Gather every line of the records that contains the word "beer" and copy each one.
>> begin Data
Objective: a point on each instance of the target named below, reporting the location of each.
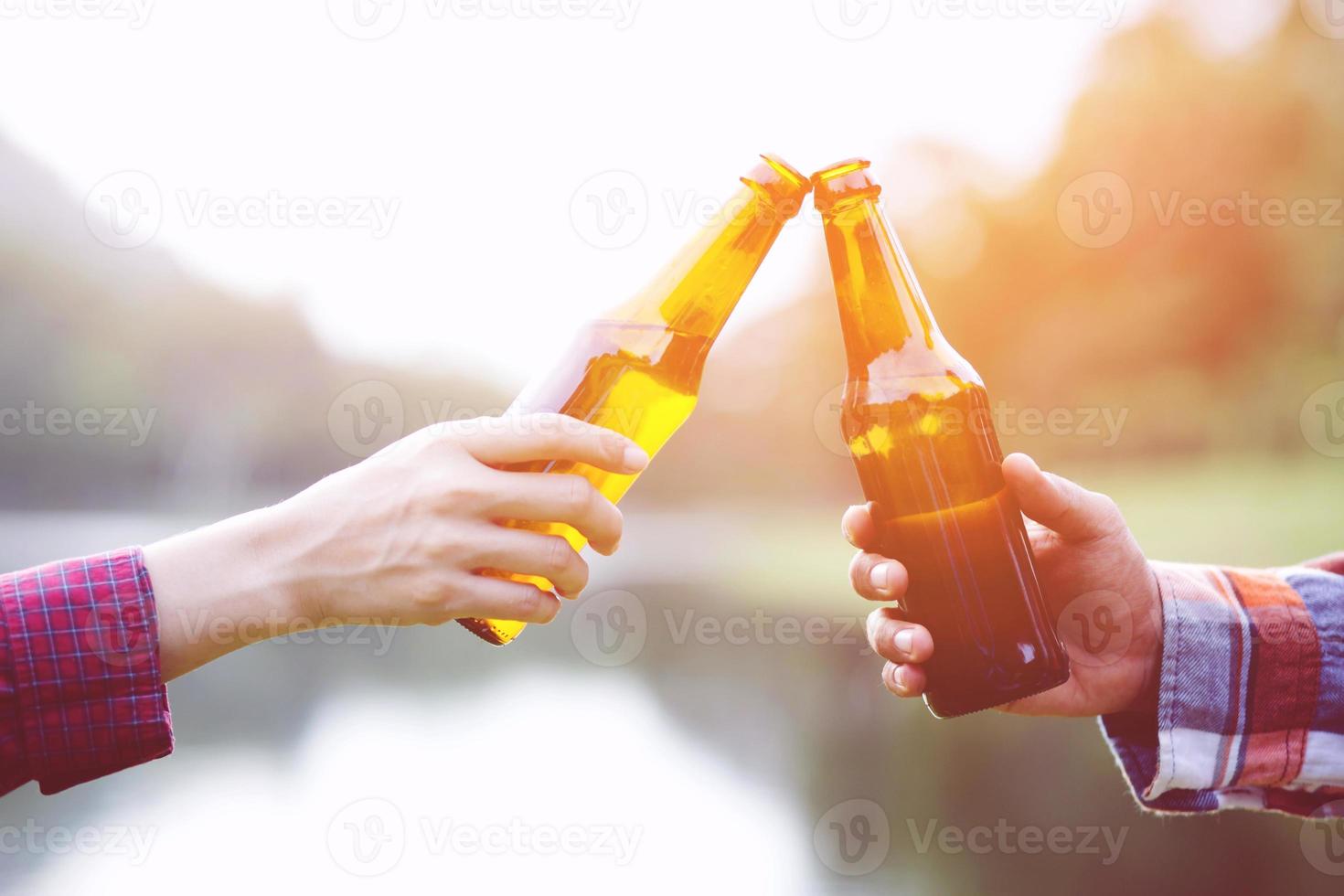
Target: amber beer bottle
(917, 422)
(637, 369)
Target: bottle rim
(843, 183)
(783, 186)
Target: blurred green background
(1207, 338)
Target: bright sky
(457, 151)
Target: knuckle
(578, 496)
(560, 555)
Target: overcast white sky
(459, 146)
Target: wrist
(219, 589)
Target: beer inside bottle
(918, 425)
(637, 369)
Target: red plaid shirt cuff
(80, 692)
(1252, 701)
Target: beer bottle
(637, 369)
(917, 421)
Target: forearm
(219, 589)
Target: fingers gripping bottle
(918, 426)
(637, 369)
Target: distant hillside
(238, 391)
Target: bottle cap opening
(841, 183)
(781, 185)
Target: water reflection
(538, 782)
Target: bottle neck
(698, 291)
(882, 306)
>> end Data
>> begin Data
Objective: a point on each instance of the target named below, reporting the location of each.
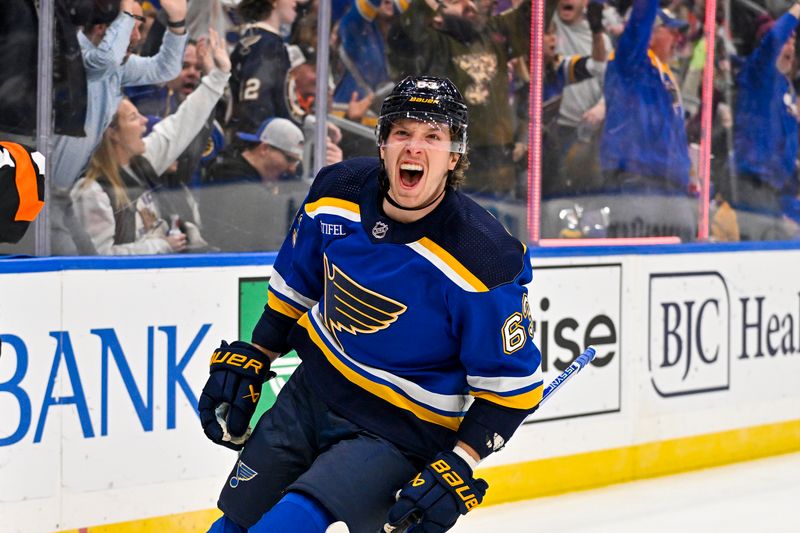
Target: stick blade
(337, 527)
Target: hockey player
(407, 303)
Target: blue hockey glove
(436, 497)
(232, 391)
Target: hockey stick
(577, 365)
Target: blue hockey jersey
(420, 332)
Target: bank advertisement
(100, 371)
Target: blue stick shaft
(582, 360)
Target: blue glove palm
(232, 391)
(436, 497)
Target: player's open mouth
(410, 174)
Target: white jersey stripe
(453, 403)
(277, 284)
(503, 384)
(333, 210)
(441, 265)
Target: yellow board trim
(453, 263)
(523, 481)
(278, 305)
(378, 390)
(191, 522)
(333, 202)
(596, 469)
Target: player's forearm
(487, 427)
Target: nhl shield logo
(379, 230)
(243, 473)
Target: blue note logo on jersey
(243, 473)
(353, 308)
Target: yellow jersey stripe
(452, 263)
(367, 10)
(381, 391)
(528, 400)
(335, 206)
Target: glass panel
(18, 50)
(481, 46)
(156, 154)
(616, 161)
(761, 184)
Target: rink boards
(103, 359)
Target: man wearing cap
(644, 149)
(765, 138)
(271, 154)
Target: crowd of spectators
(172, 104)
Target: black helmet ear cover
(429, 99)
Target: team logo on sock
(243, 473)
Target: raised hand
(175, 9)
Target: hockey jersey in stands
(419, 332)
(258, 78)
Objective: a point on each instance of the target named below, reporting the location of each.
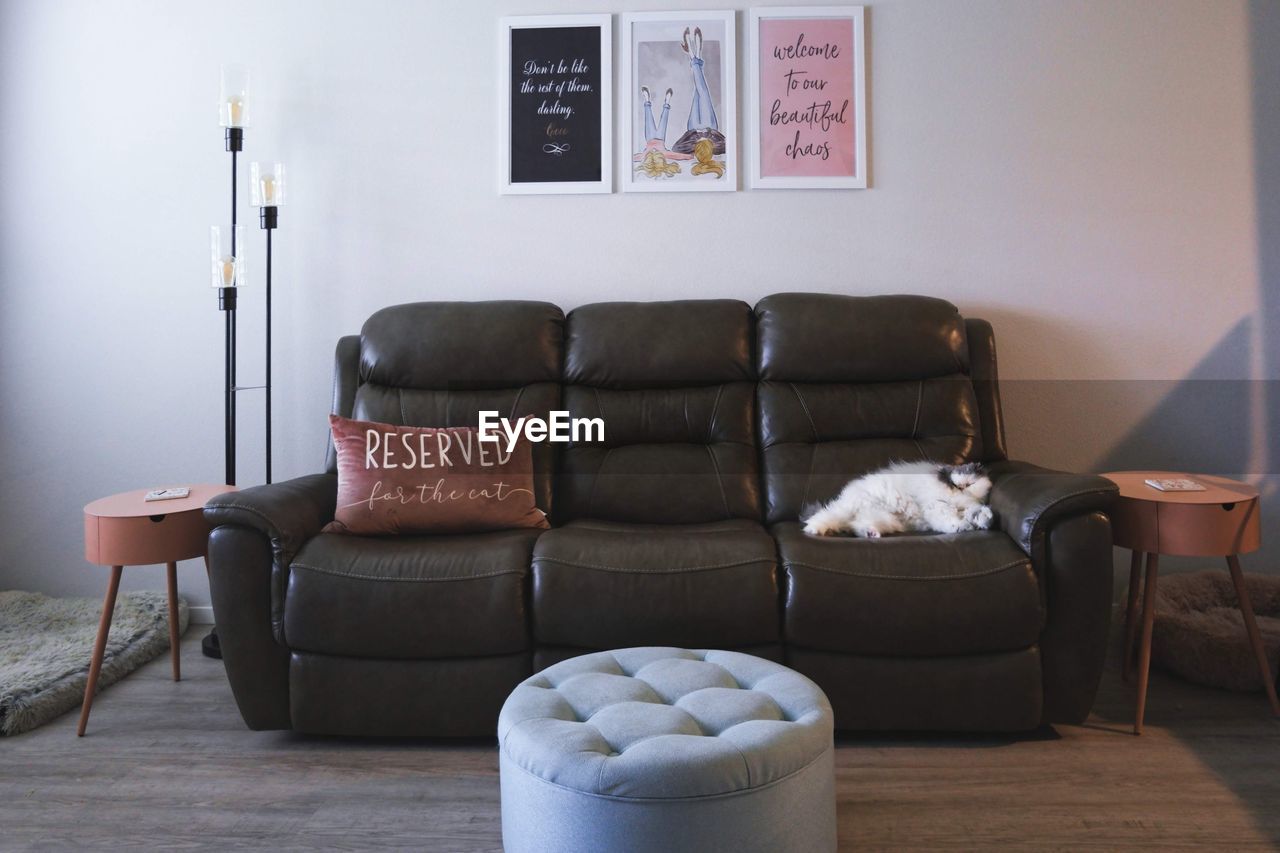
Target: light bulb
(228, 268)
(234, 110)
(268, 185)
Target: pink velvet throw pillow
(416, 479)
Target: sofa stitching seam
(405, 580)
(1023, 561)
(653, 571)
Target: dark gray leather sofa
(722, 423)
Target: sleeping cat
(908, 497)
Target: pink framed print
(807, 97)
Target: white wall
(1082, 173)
>> end Data
Answer to this exercise:
Target: amber beer bottle
Target: beer inside bottle
Target: beer bottle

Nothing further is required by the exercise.